[Point localization data]
☆ ☆ ☆ ☆

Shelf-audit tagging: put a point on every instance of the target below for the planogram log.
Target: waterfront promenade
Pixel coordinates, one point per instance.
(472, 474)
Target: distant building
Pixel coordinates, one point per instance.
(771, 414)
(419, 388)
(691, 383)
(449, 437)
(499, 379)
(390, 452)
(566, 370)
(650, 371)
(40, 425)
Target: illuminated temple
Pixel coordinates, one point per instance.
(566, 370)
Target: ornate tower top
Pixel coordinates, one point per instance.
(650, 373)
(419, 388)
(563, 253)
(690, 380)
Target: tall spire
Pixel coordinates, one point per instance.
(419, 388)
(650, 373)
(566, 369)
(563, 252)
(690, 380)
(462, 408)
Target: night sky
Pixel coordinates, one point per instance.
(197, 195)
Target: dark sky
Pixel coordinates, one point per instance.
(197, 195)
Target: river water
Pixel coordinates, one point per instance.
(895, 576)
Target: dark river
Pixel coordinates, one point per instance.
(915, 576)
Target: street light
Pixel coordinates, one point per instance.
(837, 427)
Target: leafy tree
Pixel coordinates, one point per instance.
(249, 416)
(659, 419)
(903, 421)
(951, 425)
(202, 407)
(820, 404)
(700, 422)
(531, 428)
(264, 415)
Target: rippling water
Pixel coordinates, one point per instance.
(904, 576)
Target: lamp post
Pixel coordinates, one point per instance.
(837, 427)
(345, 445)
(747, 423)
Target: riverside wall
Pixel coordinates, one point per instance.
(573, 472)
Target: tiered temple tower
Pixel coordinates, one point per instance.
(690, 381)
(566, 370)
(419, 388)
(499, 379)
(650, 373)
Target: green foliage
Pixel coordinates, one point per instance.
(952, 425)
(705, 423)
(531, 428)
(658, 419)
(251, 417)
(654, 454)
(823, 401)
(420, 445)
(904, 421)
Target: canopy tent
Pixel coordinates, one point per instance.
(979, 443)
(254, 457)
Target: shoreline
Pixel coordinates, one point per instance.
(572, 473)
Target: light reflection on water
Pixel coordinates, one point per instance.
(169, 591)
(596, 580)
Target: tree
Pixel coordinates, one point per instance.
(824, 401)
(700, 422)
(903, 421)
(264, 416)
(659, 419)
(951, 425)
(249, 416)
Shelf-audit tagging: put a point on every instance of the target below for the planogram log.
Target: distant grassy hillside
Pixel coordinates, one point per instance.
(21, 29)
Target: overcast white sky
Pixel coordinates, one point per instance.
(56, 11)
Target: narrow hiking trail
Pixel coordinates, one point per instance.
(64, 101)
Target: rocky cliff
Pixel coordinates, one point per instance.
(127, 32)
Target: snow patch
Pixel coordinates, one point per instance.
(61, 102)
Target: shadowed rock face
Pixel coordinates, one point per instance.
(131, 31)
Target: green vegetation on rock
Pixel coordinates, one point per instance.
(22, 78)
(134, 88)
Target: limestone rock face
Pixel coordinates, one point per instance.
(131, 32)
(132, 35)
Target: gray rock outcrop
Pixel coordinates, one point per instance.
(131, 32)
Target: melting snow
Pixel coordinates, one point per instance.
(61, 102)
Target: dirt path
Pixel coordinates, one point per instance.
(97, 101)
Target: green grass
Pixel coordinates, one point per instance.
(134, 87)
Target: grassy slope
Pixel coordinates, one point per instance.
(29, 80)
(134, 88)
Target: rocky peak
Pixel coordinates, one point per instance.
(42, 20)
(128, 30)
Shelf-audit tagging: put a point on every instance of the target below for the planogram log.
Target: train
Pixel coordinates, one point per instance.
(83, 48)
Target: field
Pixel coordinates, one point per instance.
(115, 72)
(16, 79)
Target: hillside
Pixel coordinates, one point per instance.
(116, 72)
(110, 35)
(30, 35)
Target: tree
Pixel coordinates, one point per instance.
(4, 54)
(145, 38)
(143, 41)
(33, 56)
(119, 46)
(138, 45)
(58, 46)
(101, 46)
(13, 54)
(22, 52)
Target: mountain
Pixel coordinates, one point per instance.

☆ ☆ ☆ ☆

# Exercise description
In the records above, find the lines holding "tower". Copy each one.

# Solved exercise
Target: ornate tower top
Target: tiered temple tower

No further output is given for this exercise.